Texte fourni »
↓

Ce mercredi, alors que je sors du studio de Spinning, j’entends l’un des responsables du club annoncer : « C’est bien elle… » Je comprends rapidement qu’il parle de Karen. En effet, j’ai vu défiler sur Facebook plusieurs messages de recherche la concernant. Il revient de l’hôpital Érasme. Elle s’y trouve dans le coma, entre la vie et la mort. L’émotion me gagne. On nous demande de ne rien dire aux membres, la famille souhaitant la discrétion.
*
Les mois passent. Chacun reprend petit à petit le fil de sa vie. On s’habitue à voir des militaires dans les rues. À éviter les endroits trop fréquentés. À ne pas traîner dans le hall des départs quand on prend l’avion.
Je demande de temps en temps des nouvelles de Karen auprès des responsables des clubs. J’entends des bribes d’information à gauche à droite, mais tu sais comment ça va. Les choses sont vite déformées, mal comprises.
Quand j’entends dire qu’elle est toujours à l’hôpital, je ne comprends pas. « Comment ça, toujours à l’hôpital ? Tu veux dire de nouveau à l’hôpital ? »
Eh bien non. Des mois après les attentats, elle n’a pas encore quitté l’hôpital. Pardon, il convient ici d’être plus précise : elle n’a pas encore quitté son lit d’hôpital.
L’un des clubs où je donne cours décide d’organiser une journée afin de récolter des fonds pour aider Karen à payer les nombreux frais auxquels elle est confrontée. Parce que oui, pour des raisons connues seulement par les petits caractères sous les contrats, les assurances ne prennent pas en charge la totalité des frais auxquels Karen doit faire face. Et ils sont nombreux.

↑

D'après le texte fourni, qu'est-ce que l'un des clubs décide d'organiser pour Karen ? La liste qui suit n'a aucun lien avec le texte fourni.

Données »

↓

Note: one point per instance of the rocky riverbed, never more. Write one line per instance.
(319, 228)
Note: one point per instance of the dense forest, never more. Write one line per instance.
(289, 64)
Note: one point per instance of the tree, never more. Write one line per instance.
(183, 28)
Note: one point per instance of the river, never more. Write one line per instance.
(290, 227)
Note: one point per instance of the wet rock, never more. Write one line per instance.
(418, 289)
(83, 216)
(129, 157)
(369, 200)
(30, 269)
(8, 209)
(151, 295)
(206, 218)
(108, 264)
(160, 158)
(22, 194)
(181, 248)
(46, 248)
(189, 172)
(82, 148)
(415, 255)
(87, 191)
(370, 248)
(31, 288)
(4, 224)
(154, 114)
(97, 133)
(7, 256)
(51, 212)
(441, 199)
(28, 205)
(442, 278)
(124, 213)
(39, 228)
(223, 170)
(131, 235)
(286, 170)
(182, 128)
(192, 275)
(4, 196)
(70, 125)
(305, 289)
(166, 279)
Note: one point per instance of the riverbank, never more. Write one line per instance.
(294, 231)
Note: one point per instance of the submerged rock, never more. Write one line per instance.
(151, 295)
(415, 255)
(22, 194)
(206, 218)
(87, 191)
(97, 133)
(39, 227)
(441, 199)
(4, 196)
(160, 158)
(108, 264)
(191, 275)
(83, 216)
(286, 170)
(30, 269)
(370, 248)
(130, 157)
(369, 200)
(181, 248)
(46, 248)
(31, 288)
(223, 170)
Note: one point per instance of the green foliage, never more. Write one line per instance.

↑

Réponse » Une journée pour récolter des fonds afin d'aider Karen à payer les nombreux frais auxquels elle est confrontée.